Work to be completed ▸ Report each line of the items below that contains the word "water".

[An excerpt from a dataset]
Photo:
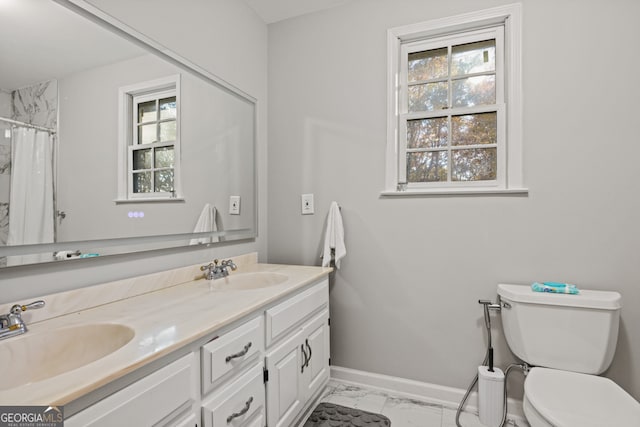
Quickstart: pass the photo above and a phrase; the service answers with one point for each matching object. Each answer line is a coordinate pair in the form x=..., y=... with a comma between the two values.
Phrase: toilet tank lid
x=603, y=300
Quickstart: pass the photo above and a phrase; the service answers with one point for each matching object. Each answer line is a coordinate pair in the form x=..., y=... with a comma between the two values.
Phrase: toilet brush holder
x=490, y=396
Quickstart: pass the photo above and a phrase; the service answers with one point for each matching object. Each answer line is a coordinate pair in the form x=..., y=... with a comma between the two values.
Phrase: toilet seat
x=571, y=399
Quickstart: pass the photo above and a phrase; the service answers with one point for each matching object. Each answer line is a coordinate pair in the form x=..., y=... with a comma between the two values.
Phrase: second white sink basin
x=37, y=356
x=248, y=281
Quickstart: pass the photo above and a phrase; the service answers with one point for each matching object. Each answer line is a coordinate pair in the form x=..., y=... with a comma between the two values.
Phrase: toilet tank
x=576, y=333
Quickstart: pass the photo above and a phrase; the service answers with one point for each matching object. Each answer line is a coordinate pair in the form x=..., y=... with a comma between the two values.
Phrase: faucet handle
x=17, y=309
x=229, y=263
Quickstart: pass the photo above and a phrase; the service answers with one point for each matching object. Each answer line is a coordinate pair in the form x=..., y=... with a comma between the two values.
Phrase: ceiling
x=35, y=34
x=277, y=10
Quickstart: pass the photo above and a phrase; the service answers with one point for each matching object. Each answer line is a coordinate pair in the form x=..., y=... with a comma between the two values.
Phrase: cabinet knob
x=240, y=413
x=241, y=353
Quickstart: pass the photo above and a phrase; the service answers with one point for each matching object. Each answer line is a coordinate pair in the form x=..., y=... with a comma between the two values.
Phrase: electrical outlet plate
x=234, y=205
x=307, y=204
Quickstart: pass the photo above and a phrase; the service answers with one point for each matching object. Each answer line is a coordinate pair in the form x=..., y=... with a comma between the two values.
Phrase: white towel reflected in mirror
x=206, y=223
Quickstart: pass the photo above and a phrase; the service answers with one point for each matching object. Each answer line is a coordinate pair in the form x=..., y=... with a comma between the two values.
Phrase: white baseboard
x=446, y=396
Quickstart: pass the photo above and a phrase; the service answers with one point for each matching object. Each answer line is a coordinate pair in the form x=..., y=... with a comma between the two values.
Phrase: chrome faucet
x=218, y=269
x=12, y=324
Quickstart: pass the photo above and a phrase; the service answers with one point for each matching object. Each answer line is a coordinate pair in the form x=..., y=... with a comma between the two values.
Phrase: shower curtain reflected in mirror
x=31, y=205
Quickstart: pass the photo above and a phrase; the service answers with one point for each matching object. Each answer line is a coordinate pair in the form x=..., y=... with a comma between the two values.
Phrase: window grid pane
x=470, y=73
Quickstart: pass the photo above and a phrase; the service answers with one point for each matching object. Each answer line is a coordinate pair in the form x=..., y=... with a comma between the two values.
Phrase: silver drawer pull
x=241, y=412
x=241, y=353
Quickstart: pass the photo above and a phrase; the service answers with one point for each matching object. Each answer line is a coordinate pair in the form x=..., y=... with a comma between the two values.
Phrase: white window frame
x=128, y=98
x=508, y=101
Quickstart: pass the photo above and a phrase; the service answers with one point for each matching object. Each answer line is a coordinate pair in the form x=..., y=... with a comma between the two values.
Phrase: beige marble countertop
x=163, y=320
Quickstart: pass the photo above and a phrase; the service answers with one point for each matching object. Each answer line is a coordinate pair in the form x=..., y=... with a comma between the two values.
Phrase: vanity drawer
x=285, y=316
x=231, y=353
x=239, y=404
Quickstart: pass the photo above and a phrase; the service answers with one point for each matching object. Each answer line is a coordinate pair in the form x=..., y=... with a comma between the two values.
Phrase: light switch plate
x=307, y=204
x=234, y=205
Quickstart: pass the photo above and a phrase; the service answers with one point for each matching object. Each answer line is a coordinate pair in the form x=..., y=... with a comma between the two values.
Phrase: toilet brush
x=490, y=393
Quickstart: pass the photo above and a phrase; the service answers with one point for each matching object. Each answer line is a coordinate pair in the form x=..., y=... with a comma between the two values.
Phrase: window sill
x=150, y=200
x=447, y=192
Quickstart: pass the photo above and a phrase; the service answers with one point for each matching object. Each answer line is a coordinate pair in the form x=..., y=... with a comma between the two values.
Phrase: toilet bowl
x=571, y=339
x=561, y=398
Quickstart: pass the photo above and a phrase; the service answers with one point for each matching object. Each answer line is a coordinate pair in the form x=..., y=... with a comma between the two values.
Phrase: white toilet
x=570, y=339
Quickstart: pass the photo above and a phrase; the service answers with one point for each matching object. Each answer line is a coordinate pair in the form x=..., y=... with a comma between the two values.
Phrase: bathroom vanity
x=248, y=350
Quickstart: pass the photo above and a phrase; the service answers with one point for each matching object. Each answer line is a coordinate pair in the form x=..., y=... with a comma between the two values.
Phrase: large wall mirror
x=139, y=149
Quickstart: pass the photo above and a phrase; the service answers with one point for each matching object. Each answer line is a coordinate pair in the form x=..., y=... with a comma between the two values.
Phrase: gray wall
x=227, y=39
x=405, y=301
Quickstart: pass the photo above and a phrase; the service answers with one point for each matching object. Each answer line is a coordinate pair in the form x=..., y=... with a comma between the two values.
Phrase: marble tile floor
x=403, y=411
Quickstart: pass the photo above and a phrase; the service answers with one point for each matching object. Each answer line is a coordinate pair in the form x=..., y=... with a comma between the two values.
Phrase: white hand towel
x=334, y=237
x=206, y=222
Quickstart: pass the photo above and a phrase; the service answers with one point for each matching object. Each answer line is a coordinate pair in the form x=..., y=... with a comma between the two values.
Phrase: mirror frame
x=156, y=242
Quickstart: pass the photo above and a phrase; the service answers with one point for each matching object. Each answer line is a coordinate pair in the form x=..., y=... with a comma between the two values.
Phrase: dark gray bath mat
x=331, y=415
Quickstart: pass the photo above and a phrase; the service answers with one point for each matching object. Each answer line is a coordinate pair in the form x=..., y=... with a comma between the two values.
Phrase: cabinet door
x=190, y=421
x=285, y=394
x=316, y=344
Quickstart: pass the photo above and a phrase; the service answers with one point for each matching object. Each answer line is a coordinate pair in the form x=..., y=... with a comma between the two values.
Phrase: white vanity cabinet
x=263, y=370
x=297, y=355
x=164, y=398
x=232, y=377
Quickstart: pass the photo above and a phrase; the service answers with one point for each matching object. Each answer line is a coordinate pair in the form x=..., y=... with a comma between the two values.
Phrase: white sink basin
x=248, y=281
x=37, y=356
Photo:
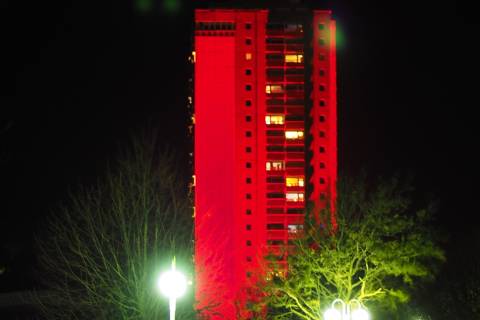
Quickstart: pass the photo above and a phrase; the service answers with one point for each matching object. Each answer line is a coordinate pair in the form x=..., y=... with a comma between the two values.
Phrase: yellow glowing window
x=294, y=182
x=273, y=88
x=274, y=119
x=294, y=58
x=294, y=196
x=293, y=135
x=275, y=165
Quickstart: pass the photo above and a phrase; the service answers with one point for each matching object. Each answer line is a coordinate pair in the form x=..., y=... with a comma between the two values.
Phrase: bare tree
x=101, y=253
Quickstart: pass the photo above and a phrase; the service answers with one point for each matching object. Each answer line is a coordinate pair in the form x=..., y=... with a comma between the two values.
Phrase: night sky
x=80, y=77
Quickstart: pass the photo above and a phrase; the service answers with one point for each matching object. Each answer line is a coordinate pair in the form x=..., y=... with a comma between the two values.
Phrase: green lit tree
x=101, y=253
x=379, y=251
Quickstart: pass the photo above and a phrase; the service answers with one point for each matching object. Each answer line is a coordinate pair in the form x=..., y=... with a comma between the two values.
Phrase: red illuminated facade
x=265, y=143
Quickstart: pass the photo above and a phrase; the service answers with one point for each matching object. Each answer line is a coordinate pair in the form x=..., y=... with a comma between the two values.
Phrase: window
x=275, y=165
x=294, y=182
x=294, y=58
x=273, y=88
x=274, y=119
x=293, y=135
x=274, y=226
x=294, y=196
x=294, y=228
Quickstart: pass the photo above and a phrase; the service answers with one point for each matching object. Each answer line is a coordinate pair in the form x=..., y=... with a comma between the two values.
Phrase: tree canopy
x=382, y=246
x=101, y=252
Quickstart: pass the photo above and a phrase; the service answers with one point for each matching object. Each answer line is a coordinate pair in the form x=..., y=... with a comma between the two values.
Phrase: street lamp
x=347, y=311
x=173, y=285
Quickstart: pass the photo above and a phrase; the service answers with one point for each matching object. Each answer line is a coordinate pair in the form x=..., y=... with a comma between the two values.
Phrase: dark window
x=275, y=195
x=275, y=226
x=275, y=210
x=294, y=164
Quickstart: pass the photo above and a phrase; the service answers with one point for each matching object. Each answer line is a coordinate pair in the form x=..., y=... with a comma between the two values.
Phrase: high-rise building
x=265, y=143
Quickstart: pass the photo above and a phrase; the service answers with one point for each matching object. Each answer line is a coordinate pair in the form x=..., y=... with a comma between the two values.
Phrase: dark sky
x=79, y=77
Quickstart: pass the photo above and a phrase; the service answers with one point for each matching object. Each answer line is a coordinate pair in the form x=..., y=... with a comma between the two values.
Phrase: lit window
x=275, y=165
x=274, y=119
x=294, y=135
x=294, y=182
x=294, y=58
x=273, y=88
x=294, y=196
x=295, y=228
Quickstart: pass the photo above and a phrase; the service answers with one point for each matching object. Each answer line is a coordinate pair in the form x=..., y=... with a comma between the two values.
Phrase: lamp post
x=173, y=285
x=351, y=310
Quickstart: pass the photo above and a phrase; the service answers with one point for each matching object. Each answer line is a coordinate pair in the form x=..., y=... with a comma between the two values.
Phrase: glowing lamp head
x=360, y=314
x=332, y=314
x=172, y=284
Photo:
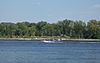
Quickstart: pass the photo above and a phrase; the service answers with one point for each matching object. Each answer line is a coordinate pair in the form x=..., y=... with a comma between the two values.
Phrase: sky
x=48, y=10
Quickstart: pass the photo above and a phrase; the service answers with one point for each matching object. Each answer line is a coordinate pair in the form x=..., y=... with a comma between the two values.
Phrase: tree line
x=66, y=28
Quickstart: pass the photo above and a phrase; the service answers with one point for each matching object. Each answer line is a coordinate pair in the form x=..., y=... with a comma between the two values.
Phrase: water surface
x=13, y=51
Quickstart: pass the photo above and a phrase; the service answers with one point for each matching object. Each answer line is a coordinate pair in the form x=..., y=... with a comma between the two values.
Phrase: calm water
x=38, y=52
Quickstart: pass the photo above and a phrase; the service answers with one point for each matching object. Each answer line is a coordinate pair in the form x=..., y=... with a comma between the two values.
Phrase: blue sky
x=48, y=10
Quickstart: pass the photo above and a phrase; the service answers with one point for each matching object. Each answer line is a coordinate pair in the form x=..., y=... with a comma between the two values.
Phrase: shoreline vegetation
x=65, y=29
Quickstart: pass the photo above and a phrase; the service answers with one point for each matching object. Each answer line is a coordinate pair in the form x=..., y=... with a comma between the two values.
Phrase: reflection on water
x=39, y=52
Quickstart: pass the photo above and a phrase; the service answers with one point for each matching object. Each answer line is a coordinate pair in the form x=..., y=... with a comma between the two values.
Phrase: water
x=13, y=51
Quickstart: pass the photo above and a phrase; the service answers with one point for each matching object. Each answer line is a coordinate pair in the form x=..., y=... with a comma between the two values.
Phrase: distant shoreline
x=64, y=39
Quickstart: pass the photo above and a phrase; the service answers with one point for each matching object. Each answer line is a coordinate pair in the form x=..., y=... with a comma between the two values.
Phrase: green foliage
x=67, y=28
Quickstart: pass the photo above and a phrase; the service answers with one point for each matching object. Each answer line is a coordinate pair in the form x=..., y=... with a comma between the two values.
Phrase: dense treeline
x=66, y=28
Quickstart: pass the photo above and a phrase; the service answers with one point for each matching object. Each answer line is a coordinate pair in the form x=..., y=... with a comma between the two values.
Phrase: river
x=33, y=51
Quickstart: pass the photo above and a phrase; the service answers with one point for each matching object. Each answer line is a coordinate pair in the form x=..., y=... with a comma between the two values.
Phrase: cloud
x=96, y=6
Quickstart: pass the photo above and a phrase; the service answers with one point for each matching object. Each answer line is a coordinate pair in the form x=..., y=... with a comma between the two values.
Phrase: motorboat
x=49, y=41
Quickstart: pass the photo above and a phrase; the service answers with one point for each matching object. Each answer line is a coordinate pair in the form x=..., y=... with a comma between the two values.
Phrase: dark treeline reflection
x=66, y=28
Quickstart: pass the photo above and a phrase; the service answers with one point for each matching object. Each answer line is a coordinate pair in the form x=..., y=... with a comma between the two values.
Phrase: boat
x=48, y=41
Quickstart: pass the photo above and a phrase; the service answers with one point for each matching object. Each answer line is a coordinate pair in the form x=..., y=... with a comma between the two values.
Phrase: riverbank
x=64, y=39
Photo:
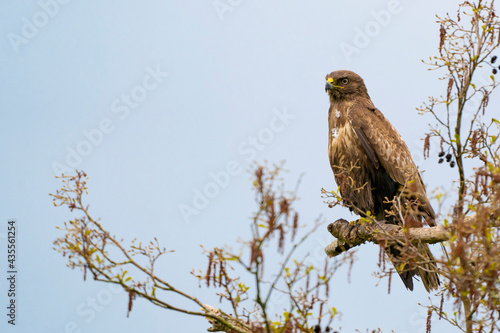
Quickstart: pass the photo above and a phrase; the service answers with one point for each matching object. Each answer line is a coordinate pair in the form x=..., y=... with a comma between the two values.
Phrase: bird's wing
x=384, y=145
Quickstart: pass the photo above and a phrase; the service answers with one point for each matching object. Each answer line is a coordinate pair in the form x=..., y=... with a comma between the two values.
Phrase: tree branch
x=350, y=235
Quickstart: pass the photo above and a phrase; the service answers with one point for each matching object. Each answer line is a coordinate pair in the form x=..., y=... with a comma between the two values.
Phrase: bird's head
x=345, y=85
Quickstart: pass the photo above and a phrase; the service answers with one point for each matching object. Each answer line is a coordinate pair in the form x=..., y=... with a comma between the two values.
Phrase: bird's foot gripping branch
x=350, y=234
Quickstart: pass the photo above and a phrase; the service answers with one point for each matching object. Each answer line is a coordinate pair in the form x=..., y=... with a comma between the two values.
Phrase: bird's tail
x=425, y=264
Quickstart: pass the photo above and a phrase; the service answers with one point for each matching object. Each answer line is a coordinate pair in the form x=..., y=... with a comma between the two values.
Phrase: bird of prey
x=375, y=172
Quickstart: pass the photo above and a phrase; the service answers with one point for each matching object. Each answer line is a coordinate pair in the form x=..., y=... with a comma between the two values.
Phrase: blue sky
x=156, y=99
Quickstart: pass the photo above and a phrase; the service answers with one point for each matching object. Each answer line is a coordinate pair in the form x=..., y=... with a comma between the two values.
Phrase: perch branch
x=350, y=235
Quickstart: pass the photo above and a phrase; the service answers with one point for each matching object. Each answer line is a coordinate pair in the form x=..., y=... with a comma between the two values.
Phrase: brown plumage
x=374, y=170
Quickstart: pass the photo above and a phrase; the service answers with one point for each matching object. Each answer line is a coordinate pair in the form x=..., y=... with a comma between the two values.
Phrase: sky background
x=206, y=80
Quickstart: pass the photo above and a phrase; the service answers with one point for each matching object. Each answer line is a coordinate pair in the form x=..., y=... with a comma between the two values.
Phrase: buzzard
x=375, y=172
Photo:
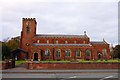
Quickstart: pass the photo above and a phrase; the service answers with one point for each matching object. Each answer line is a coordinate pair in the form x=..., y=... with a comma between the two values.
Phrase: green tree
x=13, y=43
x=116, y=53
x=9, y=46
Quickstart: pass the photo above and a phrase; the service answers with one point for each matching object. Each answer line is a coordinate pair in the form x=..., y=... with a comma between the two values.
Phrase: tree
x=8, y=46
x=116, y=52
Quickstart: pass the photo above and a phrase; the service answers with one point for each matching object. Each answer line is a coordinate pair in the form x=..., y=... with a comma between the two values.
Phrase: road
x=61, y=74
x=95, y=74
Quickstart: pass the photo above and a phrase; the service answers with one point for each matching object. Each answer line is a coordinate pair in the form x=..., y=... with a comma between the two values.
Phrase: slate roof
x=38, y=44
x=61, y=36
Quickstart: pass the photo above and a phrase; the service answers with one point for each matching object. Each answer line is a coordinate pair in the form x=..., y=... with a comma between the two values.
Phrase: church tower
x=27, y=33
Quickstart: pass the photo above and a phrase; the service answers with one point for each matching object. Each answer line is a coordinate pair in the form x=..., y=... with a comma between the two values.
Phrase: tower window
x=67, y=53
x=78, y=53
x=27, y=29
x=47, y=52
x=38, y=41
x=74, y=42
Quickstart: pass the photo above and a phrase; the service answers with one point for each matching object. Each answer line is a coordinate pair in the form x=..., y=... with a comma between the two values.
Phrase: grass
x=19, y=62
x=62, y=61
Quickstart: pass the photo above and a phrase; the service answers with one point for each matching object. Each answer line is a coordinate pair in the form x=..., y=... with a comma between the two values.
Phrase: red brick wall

Full output ▸
Phrase: water surface
Phrase: calm water
Phrase: reflection on water
Phrase: water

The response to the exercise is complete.